- [THE REQUEST] Print, please, the line that contains "Tag the rolled" and each line after it to the end of the entries, unchanged and with nothing else.
** start **
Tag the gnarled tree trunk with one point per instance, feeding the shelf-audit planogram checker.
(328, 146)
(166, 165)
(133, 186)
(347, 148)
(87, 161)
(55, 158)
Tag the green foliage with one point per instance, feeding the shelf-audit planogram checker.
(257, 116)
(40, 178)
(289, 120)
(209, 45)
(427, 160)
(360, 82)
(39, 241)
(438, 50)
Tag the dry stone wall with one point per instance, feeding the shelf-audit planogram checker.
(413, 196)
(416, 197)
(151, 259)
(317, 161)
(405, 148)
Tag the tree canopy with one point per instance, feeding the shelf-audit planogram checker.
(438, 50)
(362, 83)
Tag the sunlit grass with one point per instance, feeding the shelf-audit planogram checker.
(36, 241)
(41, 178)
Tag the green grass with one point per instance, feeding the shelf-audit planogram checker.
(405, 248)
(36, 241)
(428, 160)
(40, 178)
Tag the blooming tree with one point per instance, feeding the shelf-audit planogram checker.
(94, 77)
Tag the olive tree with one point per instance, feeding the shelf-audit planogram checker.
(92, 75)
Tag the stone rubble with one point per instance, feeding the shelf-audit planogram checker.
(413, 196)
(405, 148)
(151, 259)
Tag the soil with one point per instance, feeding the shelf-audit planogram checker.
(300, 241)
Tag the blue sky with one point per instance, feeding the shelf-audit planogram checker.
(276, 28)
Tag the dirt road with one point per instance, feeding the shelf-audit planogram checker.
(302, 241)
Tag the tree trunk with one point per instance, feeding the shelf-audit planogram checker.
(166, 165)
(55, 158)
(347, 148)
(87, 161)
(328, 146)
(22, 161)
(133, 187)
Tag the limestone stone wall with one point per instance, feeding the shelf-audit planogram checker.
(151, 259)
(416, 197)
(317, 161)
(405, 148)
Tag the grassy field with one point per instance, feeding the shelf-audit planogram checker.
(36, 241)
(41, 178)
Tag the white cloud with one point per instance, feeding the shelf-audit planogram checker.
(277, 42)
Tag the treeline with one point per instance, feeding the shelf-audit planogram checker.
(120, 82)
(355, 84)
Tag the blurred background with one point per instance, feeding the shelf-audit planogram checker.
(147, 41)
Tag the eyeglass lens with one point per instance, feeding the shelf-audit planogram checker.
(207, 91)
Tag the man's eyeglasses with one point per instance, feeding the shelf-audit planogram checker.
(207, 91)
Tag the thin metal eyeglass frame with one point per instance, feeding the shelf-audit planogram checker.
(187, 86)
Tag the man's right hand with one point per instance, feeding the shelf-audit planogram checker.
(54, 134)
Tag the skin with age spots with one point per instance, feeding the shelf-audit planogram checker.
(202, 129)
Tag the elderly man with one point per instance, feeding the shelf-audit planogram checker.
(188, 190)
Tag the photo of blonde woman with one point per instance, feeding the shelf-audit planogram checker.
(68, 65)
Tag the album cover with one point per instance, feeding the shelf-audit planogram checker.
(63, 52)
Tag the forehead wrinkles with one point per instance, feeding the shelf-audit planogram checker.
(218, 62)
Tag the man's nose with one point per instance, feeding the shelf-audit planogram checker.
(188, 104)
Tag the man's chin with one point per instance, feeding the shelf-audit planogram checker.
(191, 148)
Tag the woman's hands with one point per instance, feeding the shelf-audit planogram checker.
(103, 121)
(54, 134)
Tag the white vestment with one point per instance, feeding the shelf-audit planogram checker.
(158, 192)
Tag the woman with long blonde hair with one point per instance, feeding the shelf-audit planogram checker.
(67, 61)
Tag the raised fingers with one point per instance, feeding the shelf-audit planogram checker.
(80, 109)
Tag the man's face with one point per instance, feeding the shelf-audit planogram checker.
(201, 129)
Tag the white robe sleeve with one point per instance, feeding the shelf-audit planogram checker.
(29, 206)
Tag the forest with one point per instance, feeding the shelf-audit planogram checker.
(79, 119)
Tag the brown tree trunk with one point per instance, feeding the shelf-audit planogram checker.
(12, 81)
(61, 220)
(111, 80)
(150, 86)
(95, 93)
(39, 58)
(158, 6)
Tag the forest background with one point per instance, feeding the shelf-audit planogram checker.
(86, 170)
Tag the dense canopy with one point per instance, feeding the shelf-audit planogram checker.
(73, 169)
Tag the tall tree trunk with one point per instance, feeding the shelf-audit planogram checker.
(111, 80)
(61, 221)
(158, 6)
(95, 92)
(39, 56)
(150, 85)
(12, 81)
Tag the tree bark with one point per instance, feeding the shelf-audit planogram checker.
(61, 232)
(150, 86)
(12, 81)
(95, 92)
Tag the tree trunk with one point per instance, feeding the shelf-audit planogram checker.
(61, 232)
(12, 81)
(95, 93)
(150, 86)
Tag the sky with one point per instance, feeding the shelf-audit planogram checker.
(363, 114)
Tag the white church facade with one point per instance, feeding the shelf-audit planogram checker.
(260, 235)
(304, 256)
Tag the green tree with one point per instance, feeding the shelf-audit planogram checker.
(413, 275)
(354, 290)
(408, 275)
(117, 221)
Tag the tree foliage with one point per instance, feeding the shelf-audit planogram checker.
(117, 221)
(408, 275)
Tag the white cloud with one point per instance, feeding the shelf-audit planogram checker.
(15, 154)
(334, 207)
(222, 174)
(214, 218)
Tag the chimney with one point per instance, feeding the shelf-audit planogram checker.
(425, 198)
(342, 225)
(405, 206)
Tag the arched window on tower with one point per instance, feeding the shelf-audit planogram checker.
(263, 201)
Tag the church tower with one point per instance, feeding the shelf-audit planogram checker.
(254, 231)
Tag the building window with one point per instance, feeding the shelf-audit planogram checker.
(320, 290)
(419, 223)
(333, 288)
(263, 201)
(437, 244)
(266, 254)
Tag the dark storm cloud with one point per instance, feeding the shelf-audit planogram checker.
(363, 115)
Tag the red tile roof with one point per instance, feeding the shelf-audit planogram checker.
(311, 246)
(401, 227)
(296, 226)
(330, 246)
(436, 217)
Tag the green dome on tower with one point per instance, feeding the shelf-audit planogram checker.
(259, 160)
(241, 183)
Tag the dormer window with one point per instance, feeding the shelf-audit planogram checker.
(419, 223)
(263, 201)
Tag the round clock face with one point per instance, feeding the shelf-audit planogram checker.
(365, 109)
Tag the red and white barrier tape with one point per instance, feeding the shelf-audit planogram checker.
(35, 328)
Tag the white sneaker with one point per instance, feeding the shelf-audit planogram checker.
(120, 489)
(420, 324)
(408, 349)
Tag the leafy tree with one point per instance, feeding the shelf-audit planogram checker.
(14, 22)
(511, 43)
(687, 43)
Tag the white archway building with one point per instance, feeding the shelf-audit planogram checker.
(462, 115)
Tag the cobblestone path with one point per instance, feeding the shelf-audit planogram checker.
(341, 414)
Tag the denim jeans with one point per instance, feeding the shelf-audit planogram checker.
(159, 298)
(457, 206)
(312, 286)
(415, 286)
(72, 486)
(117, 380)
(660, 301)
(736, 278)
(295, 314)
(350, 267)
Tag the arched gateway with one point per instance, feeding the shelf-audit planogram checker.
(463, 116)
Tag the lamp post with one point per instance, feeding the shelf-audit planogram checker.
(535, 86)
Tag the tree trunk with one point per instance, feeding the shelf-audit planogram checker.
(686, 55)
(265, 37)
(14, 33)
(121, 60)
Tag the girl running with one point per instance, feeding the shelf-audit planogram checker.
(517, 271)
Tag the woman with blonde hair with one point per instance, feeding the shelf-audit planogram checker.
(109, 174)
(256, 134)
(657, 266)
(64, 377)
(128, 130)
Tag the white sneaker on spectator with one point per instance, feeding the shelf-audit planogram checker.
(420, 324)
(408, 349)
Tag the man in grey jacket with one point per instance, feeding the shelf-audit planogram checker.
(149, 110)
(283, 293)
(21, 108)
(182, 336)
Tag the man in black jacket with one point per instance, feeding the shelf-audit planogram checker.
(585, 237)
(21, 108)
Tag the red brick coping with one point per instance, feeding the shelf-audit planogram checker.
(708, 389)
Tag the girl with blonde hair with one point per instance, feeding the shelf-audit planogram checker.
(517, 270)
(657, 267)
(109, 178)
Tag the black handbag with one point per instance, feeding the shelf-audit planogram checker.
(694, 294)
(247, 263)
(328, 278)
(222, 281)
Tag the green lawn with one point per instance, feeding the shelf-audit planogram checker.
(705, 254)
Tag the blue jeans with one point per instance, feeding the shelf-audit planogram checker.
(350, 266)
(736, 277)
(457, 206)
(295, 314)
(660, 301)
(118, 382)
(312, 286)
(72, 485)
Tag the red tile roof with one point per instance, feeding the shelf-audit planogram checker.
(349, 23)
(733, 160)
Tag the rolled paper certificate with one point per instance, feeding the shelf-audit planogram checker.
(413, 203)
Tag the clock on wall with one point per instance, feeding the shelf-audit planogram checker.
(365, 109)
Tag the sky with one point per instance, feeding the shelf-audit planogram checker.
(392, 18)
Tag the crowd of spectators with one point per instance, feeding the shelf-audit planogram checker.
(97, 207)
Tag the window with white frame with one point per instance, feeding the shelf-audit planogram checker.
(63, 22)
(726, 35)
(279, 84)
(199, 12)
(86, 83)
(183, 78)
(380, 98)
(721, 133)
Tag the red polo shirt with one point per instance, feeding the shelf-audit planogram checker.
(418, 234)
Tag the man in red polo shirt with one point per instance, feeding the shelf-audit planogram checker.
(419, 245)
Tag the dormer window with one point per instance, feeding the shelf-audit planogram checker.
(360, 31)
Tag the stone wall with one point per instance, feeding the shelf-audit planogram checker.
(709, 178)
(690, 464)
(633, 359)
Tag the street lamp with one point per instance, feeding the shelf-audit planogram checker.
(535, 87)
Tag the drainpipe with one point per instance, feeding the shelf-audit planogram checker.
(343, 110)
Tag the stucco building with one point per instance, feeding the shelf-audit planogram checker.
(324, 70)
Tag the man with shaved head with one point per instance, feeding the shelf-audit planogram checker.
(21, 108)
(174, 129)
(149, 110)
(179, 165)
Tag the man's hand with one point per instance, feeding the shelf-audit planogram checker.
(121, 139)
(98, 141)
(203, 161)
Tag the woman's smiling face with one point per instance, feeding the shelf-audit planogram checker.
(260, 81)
** end **
- [RESPONSE BELOW]
Tag the rolled paper certificate with one point per instance, feeding the shelf-audit planogram checker.
(413, 203)
Tag the clock on wall with one point per instance, feeding the shelf-audit planogram checker.
(365, 109)
Tag the sky with one point per instance, feeding the shelf-audit planogram checker.
(392, 18)
Tag the crowd of spectators with one point per instance, feeding the shelf-audit planogram checker.
(97, 207)
Tag the window with white frame with one point per instance, feeding the shelf-audit planogram checker.
(63, 22)
(726, 35)
(279, 84)
(199, 12)
(86, 83)
(183, 78)
(380, 98)
(721, 133)
Tag the red polo shirt with one point per instance, feeding the shelf-audit planogram checker.
(418, 234)
Tag the man in red polo shirt with one point per instance, feeding the shelf-audit planogram checker.
(419, 245)
Tag the dormer window with one point per instance, feeding the shelf-audit planogram checker.
(360, 31)
Tag the stone wall with one point per instance, feeding the shelf-audit planogram checker.
(709, 178)
(690, 464)
(633, 359)
Tag the street lamp with one point per instance, feeding the shelf-audit planogram checker.
(535, 87)
Tag the drainpipe with one point per instance, feeding the shelf-audit planogram checker.
(343, 110)
Tag the stucco building with one point per instance, feeding the shelf-audit planogram checker.
(324, 70)
Tag the man with shaved head with one point per instance, feeding the shelf-audit planogram checker.
(21, 108)
(174, 129)
(149, 110)
(179, 165)
Tag the man's hand with one point per instance, feeding the shelf-audit planogram checker.
(121, 139)
(98, 141)
(203, 161)
Tag the woman's smiling face with one point per instance, feeding the shelf-audit planogram checker.
(260, 81)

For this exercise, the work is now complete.